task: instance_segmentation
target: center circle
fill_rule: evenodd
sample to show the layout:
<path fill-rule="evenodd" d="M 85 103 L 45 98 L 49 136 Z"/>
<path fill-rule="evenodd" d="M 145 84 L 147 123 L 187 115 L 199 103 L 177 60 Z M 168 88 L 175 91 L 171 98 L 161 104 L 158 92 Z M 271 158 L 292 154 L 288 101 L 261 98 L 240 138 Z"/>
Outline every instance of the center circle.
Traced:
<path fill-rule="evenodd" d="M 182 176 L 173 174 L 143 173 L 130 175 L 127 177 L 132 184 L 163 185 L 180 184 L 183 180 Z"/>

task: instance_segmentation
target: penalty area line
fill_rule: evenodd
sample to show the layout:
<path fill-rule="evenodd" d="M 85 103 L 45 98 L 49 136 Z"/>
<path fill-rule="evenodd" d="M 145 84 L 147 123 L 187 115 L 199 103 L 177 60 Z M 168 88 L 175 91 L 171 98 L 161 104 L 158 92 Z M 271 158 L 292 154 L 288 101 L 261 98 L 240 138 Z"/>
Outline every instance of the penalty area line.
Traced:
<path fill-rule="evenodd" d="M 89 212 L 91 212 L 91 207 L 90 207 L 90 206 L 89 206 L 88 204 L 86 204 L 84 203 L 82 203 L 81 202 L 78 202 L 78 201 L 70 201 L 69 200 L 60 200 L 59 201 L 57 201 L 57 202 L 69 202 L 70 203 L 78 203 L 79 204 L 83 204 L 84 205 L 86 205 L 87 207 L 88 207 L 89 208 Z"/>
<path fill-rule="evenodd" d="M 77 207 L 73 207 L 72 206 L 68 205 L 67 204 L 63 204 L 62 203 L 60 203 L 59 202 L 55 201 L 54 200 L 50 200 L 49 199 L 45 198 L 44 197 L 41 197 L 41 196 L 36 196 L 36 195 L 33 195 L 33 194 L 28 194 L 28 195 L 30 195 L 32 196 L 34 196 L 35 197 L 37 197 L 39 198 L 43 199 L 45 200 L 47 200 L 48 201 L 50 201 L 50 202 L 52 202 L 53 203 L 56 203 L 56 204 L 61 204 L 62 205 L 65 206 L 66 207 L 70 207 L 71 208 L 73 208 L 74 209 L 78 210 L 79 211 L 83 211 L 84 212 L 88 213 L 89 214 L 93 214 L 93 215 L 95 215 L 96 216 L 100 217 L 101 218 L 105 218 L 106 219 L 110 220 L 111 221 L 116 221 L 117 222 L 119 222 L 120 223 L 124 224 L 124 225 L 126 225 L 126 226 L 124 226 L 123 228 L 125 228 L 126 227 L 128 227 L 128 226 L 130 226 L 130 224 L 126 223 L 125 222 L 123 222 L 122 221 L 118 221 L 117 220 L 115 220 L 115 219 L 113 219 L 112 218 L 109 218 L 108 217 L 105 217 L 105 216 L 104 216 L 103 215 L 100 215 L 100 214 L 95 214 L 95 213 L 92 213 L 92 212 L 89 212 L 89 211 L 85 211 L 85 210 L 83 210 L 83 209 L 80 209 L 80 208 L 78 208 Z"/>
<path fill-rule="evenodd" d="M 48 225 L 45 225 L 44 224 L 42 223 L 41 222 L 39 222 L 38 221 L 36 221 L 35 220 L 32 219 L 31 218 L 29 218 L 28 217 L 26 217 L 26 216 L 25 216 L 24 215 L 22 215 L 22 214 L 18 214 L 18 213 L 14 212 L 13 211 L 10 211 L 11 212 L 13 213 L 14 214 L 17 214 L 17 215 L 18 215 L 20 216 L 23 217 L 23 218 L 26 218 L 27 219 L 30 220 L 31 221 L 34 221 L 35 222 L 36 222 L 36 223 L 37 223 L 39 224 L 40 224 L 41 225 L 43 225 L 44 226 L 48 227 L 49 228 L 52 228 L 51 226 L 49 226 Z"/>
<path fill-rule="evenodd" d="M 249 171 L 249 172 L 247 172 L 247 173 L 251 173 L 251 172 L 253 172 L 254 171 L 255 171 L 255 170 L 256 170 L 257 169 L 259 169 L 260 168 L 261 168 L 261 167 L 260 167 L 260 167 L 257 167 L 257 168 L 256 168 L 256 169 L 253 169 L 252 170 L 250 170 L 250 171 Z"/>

○ ○ ○ ○

> [Problem]
Reproduce all of the records above line for line, keeping every character unchanged.

> [Written answer]
task: instance_segmentation
target: center circle
fill_rule: evenodd
sample to show the layout:
<path fill-rule="evenodd" d="M 85 103 L 45 98 L 49 136 Z"/>
<path fill-rule="evenodd" d="M 145 84 L 147 123 L 187 115 L 199 103 L 177 60 Z M 168 88 L 175 91 L 171 98 L 161 104 L 158 92 Z M 271 158 L 292 154 L 288 101 L 261 98 L 240 138 Z"/>
Outline every instance of the center circle.
Traced:
<path fill-rule="evenodd" d="M 182 176 L 173 174 L 143 173 L 130 175 L 127 177 L 132 184 L 163 185 L 180 184 L 183 180 Z"/>

task: instance_segmentation
target: penalty area line
fill_rule: evenodd
sample to show the layout:
<path fill-rule="evenodd" d="M 85 103 L 45 98 L 49 136 Z"/>
<path fill-rule="evenodd" d="M 145 84 L 147 123 L 187 115 L 199 103 L 177 60 Z M 168 88 L 175 91 L 171 98 L 161 104 L 158 92 Z M 271 158 L 292 154 L 288 101 L 261 98 L 240 138 Z"/>
Outline every instance of the penalty area line.
Traced:
<path fill-rule="evenodd" d="M 89 212 L 91 212 L 91 207 L 90 207 L 90 206 L 89 206 L 88 204 L 86 204 L 84 203 L 82 203 L 81 202 L 78 202 L 78 201 L 70 201 L 69 200 L 60 200 L 59 201 L 57 201 L 57 202 L 69 202 L 70 203 L 78 203 L 79 204 L 83 204 L 84 205 L 86 205 L 87 207 L 88 207 L 89 208 Z"/>
<path fill-rule="evenodd" d="M 77 207 L 73 207 L 72 206 L 68 205 L 67 204 L 63 204 L 62 203 L 60 203 L 59 202 L 55 201 L 54 200 L 50 200 L 49 199 L 45 198 L 44 197 L 41 197 L 41 196 L 36 196 L 36 195 L 33 195 L 33 194 L 28 194 L 28 195 L 30 195 L 32 196 L 34 196 L 35 197 L 37 197 L 39 198 L 43 199 L 45 200 L 47 200 L 48 201 L 50 201 L 50 202 L 52 202 L 53 203 L 56 203 L 56 204 L 61 204 L 62 205 L 65 206 L 66 207 L 70 207 L 71 208 L 73 208 L 74 209 L 78 210 L 79 211 L 83 211 L 84 212 L 88 213 L 89 214 L 93 214 L 93 215 L 95 215 L 96 216 L 100 217 L 101 218 L 105 218 L 106 219 L 110 220 L 111 221 L 116 221 L 117 222 L 119 222 L 120 223 L 124 224 L 124 225 L 126 225 L 126 226 L 124 226 L 123 228 L 125 228 L 126 227 L 128 227 L 128 226 L 130 226 L 130 224 L 126 223 L 125 222 L 123 222 L 122 221 L 118 221 L 117 220 L 115 220 L 115 219 L 113 219 L 112 218 L 109 218 L 108 217 L 105 217 L 105 216 L 104 216 L 103 215 L 100 215 L 100 214 L 95 214 L 95 213 L 92 213 L 92 212 L 89 212 L 89 211 L 85 211 L 85 210 L 83 210 L 83 209 L 80 209 L 80 208 L 78 208 Z"/>
<path fill-rule="evenodd" d="M 48 225 L 45 225 L 44 224 L 42 223 L 41 222 L 39 222 L 38 221 L 36 221 L 35 220 L 32 219 L 31 218 L 29 218 L 28 217 L 26 217 L 26 216 L 25 216 L 24 215 L 22 215 L 22 214 L 18 214 L 18 213 L 14 212 L 13 211 L 10 211 L 11 212 L 13 213 L 14 214 L 17 214 L 17 215 L 18 215 L 20 216 L 23 217 L 23 218 L 26 218 L 27 219 L 30 220 L 31 221 L 34 221 L 35 222 L 36 222 L 36 223 L 37 223 L 39 224 L 40 224 L 41 225 L 43 225 L 44 226 L 48 227 L 49 228 L 52 228 L 51 226 L 49 226 Z"/>
<path fill-rule="evenodd" d="M 249 171 L 249 172 L 247 172 L 247 173 L 251 173 L 251 172 L 253 172 L 254 171 L 255 171 L 255 170 L 256 170 L 257 169 L 259 169 L 260 168 L 261 168 L 261 167 L 260 167 L 260 167 L 257 167 L 257 168 L 256 168 L 256 169 L 253 169 L 252 170 L 250 170 L 250 171 Z"/>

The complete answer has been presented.